#### [SET EXERCISE]
Copy the rows below verbatim, from the first row through the line containing "[12, 470, 956, 952]", including that line.

#### [DATA FOR THIS EXERCISE]
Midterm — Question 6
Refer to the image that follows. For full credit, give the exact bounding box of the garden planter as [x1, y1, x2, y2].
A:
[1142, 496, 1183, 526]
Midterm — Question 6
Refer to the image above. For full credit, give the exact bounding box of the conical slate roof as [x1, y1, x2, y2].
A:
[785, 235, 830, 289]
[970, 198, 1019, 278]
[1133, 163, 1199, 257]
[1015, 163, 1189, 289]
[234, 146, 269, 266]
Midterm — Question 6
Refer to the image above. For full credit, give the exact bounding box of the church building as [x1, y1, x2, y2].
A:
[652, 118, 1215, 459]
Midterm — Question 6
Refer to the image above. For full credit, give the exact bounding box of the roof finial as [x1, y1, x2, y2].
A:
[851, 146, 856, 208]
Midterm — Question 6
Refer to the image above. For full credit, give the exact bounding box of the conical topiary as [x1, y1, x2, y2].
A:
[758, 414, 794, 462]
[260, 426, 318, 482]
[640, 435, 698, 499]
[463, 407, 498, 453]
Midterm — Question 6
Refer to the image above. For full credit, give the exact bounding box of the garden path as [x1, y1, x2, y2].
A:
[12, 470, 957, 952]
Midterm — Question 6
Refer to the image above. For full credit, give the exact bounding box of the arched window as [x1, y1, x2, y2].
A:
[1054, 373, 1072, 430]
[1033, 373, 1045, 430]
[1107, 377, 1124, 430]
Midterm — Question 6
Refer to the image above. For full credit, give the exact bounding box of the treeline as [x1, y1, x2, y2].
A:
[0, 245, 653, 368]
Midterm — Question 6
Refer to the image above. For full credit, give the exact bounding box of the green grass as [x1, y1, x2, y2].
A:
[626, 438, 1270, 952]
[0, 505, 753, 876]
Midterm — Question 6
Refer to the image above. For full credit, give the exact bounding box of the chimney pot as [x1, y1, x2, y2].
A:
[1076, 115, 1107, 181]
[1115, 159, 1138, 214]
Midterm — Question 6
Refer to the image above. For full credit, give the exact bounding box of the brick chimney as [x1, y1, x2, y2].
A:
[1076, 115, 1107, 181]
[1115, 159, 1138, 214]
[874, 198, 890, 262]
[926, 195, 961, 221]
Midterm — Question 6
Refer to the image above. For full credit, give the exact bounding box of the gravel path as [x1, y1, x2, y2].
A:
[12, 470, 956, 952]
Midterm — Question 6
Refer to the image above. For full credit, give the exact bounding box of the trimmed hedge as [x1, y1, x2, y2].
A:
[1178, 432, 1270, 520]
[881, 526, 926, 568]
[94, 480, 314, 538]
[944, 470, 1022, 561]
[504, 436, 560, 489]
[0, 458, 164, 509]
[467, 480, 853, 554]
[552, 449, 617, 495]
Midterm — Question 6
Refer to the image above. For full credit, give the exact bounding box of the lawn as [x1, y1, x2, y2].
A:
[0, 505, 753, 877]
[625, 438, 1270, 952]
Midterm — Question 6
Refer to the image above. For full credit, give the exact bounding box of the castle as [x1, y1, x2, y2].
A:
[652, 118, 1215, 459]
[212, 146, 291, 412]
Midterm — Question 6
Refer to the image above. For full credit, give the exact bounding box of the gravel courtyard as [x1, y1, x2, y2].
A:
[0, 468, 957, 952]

#### [ANSWER TO THE EXERCISE]
Midterm — Question 6
Refer to the image that follows. For full credit, give the exact bounding box of the garden planter as [x1, y1, x2, y2].
A:
[1142, 496, 1183, 526]
Midterm — Question 6
Refer to the image above. For full credit, give the exact bounding box of the conical slate roof as [x1, y1, x2, y2].
A:
[785, 235, 830, 289]
[970, 198, 1019, 278]
[1133, 163, 1199, 257]
[1015, 163, 1189, 289]
[234, 146, 269, 266]
Midterm — Question 6
Refer to the image above. For full credit, give the exact bounding box of the church building as [x1, y1, x2, y2].
A:
[652, 118, 1215, 459]
Midterm — Question 6
Refer to the image above. For full credit, give the exact bounding box of the roof finial as [x1, y1, x2, y2].
A:
[851, 146, 856, 208]
Midterm — Question 6
Refer to the image above. For full credit, give the exact bounding box of the conical topiary as [x1, y1, x2, y2].
A:
[758, 414, 794, 462]
[260, 426, 318, 482]
[640, 435, 698, 499]
[463, 407, 498, 453]
Midterm — Question 6
Refer to the image above. For full credit, give the exact bounding box of the garden path as [x1, y1, x2, y2].
A:
[12, 470, 957, 952]
Midterm — Question 6
Refer to the image above. For full credit, give the exact bounding box of the arched window as [x1, y1, x2, y2].
A:
[1054, 373, 1072, 430]
[1033, 373, 1045, 430]
[1107, 377, 1124, 430]
Midterm — Question 6
Refer to the image above. For full credit, give the exact bounding box of the treeline as [x1, y1, x2, y2].
A:
[0, 245, 653, 368]
Midterm — Question 6
Refer to the image above. For full credit, give the exact bounding box of the green grass as [x1, y1, x2, y2].
A:
[626, 438, 1270, 952]
[0, 505, 753, 876]
Midterm — Question 6
Refer to the image above. For full credit, give the exact bounding box of the chimney pot as [x1, y1, x2, y2].
A:
[1076, 115, 1107, 181]
[1115, 159, 1138, 214]
Midterm — Question 6
Refer to the image above. For full credit, give the exact bounding box of the brick chimney as [x1, y1, x2, y2].
A:
[1076, 115, 1107, 181]
[1115, 159, 1138, 214]
[874, 198, 890, 262]
[926, 195, 961, 221]
Midterm — Question 6
Refer to the image above. For full credit, give the exact bounding box of the gravel path as [x1, y1, x2, y2].
A:
[12, 470, 956, 952]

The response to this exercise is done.